• SHORT EXERCISE:
Copy out every line of the material below word for word, with no changes.

# START OF DATASET RECORDS

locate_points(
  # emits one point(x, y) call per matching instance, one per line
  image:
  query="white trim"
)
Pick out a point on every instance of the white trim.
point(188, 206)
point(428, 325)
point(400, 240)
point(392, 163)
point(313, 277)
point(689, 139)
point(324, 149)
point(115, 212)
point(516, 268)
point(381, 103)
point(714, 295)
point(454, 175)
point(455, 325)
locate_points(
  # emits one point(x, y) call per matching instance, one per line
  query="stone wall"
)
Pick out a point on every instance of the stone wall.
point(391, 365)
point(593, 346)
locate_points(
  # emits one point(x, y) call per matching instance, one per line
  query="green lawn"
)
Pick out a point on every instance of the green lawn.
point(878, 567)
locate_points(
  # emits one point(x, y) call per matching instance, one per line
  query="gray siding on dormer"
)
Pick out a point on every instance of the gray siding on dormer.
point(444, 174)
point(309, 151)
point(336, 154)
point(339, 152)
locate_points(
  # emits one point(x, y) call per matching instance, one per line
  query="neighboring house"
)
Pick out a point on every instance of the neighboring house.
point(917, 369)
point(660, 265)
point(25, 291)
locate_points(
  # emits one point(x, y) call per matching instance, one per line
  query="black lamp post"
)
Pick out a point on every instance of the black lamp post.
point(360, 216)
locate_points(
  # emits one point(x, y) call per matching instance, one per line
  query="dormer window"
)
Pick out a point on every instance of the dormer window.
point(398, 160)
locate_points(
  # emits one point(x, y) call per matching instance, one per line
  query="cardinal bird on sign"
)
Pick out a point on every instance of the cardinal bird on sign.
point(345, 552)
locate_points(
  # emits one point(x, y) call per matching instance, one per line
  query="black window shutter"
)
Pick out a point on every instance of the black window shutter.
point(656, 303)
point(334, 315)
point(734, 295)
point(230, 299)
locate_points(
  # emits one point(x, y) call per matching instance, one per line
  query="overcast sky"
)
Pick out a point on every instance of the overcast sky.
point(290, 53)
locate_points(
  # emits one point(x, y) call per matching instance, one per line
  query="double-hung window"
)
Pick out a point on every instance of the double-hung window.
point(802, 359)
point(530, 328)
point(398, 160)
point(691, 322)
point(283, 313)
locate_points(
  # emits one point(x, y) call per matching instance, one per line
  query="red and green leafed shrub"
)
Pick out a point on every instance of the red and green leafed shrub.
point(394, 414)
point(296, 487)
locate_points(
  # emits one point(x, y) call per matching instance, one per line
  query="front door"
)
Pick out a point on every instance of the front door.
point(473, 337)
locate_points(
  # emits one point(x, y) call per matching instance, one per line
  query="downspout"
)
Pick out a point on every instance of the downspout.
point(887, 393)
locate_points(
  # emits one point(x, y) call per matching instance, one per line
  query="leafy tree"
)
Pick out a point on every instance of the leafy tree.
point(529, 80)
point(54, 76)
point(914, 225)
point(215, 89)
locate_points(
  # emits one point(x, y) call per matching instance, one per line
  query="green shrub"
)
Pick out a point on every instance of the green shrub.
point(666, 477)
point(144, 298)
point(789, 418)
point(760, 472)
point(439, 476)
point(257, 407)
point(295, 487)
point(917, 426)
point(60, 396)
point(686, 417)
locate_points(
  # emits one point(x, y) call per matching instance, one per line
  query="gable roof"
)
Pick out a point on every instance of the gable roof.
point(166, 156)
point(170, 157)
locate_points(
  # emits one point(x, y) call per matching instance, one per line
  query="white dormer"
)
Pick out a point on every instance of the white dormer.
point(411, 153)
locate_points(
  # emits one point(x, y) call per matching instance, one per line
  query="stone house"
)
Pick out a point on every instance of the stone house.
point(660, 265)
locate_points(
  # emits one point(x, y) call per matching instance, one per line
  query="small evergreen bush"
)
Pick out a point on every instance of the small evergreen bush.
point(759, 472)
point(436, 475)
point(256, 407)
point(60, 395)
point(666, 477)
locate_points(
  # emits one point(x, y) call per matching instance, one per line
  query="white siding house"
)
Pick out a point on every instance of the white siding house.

# END OF DATASET RECORDS

• RESULT OF THE EXERCISE:
locate_points(
  # emits one point(x, y) call per matching instance, one per line
  image:
  query="white trim"
)
Pick out a point on every instance of the white trim.
point(188, 206)
point(428, 325)
point(400, 240)
point(392, 163)
point(313, 277)
point(689, 139)
point(324, 149)
point(115, 212)
point(516, 268)
point(381, 103)
point(714, 295)
point(454, 175)
point(455, 325)
locate_points(
  # emits one point(x, y) call per matching instance, one per line
  query="stone wall"
)
Pick out a point on every instance of the stone wall.
point(391, 365)
point(593, 346)
locate_points(
  # emits one point(x, y) call per matching instance, one per line
  query="green lawn"
)
Pick out a point on every instance of the green lawn.
point(878, 567)
locate_points(
  # emits one point(x, y) call per matching instance, one per line
  query="gray siding on dormer"
)
Pick out a point on every instance of the gray siding on dormer.
point(444, 174)
point(309, 151)
point(336, 154)
point(339, 152)
locate_points(
  # emits one point(x, y) call per matching instance, one per line
  query="neighboring house"
)
Pick out a point on every instance of the neighboring house.
point(917, 369)
point(660, 265)
point(25, 291)
locate_points(
  # emits one point(x, y) call per matching instance, one per line
  query="black lamp post"
)
Pick out a point on every instance of the black lamp post.
point(360, 216)
locate_points(
  # emits one point(x, y) call per matching instance, one per line
  query="dormer window"
)
Pick out a point on every instance of the dormer window.
point(398, 160)
locate_points(
  # emits one point(x, y) call per matching instance, one per line
  query="cardinal bird on sign"
)
Pick out a point on every instance of the cardinal bird on sign.
point(345, 552)
locate_points(
  # emits one point(x, y) call per matching instance, one per line
  query="black window shutter"
)
Pick out a point on every instance of the black window shutter.
point(656, 303)
point(334, 315)
point(734, 295)
point(230, 299)
locate_points(
  # emits one point(x, y) call per matching instance, one per line
  query="overcast sky"
)
Pick out a point on every instance of the overcast sky.
point(290, 53)
locate_points(
  # emits one point(x, y) call per matching instance, one per line
  query="double-hung window"
)
Pick out a point on every instance of the double-hung window.
point(802, 359)
point(530, 328)
point(398, 160)
point(691, 322)
point(283, 313)
locate_points(
  # emits one point(x, y) call per matching instance, one per line
  query="red and green leafed shrub"
)
Pick out a point on every instance of the red and green leafed shrub.
point(394, 414)
point(296, 487)
locate_points(
  # emits one point(x, y) call per matching instance, one per line
  query="front door"
)
Pick out a point on every instance of the front door.
point(473, 337)
locate_points(
  # emits one point(x, y) call per matching instance, one per line
  query="downspout"
)
Pick out a point on every instance of the downspout.
point(887, 393)
locate_points(
  # emits one point(x, y) call per matching instance, one per line
  query="leafy tree"
)
Pick out a point on every instance of the leafy tree.
point(529, 80)
point(54, 76)
point(914, 225)
point(215, 89)
locate_points(
  # emits one point(x, y) call per matching instance, one per line
  query="green shrub"
)
Pick out a point on every instance of the green shrub.
point(666, 477)
point(144, 298)
point(789, 418)
point(760, 472)
point(439, 476)
point(257, 407)
point(295, 487)
point(917, 426)
point(60, 396)
point(686, 417)
locate_points(
  # emits one point(x, y) call per matching instance, one per line
  query="gable roof"
)
Pick out a point on every instance of the gable roof.
point(166, 156)
point(170, 157)
locate_points(
  # emits one point(x, y) call per matching instance, one per line
  query="white dormer"
)
Pick out a point on every instance of the white dormer.
point(411, 153)
locate_points(
  # emits one point(x, y) call per matching instance, one per line
  query="stone house"
)
Pick out a point on every instance of the stone house.
point(660, 265)
locate_points(
  # emits one point(x, y) call per matching instance, one per line
  query="small evergreen bush"
)
Pick out a point on every instance of the small evergreen bush.
point(759, 472)
point(436, 475)
point(256, 407)
point(60, 395)
point(666, 477)
locate_points(
  # emits one point(x, y) call per matching instance, one per line
  query="white siding house"
)
Pick out a point on every instance of the white siding house.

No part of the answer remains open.